- **Given text**:
·····

Paper Info Reviews Meta-Review Author Feedback Post-rebuttal Meta-Reviews

Authors

Golara Javadi, Samareh Samadi, Sharareh Bayat, Samira Sojoudi, Antonio Hurtado, Silvia Chang, Peter Black, Parvin Mousavi, Purang Abolmaesumi

Abstract

Motivation: Accurate detection of prostate cancer using ultrasound data is a challenging yet highly relevant clinical question. A significant roadblock for training accurate models for cancer detection is the lack of histopathology labels with high resolution that correspond to the presence of cancer in the entire imaging or biopsy planes. Histopathology reports only provide a coarse, representation of cancer distribution in an image region; the distribution of cancer in itself is only approximately reported, making labels generated from these reports very noisy. Method: We propose a multi-constraint optimization method in a co-teaching framework with two deep neural networks. These networks are simultaneously and jointly trained, where each network uses data identified by its peer network as less noisy, to update itself. We propose two additional constraints based on the statistics of cancer distribution and noisy nature of labels to the conventional co-teaching framework. Results: We demonstrate the effectiveness of the proposed learning methodology using a challenging ultrasound dataset with 380 biopsy cores obtained from 89 patients during systematic prostate biopsy. Our results show that our proposed multi-constraint optimization method leads to a significant improvements in terms of area under the curve and balanced accuracy over baseline co-teaching method for detection of prostate cancer.

·····

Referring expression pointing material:

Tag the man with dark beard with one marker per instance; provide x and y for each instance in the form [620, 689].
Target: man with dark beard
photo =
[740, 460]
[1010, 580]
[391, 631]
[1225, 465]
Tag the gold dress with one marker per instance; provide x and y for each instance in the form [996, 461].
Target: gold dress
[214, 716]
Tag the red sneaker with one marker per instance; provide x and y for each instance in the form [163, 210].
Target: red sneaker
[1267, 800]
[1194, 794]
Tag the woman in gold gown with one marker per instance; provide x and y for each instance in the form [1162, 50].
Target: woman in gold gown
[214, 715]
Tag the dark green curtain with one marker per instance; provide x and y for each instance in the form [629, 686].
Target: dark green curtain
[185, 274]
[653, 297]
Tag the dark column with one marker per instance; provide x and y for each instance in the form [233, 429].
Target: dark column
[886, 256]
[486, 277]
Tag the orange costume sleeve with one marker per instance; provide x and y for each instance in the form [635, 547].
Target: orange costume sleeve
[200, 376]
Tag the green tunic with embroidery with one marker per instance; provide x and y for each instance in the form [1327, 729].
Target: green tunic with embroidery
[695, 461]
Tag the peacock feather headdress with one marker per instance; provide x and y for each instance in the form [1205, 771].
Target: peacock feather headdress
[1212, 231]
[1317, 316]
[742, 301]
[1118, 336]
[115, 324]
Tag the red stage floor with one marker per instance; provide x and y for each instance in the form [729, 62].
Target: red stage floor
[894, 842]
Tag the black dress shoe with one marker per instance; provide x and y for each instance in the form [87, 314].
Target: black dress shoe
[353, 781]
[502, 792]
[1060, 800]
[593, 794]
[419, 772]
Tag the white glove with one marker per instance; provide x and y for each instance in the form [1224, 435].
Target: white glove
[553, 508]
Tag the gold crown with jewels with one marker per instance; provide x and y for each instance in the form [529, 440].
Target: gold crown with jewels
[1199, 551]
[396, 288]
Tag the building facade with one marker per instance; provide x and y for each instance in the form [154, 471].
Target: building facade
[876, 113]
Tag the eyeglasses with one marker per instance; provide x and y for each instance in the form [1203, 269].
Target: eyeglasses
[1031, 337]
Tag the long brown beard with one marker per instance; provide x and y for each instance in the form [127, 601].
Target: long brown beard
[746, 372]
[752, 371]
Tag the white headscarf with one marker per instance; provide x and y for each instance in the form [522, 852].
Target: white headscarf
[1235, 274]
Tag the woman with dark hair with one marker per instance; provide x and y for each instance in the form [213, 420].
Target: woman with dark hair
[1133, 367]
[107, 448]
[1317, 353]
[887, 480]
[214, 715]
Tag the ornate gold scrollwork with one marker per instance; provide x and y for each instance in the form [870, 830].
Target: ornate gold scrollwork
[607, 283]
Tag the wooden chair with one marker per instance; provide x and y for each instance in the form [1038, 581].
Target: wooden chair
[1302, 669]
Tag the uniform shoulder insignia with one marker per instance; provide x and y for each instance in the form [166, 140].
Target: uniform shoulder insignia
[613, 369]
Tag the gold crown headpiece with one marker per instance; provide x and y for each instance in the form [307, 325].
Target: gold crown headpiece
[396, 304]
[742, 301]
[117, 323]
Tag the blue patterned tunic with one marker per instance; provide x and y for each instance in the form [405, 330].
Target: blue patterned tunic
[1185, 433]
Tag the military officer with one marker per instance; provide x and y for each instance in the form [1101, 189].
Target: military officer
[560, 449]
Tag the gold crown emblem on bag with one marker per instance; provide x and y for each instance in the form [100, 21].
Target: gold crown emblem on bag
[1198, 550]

·····

- **Parts of the exercise**:
**A.** For the prostate cancer abstract above, decide whether each statement agrees with it: (i) the two networks are trained one after the other; (ii) the dataset contains 380 biopsy cores from 89 patients; (iii) the method adds three constraints to the conventional co-teaching framework. Answer yes or no for each and quote the deciding words.
**B.** Please summarize the prostate cancer abstract in two sentences.
**C.** List the labeled section headings that appear inside the prostate cancer abstract.

- **Exercise answers**:
**A.**
(i) No: "These networks are simultaneously and jointly trained"
(ii) Yes: "380 biopsy cores obtained from 89 patients"
(iii) No: "We propose two additional constraints"

**B.** Detecting prostate cancer from ultrasound is hard because labels drawn from histopathology reports only coarsely describe cancer distribution and are therefore very noisy. The authors propose a multi-constraint optimization method within a co-teaching framework of two jointly trained deep neural networks, which improved area under the curve and balanced accuracy over baseline co-teaching on a dataset of 380 biopsy cores from 89 patients.

**C.**
Motivation
Method
Results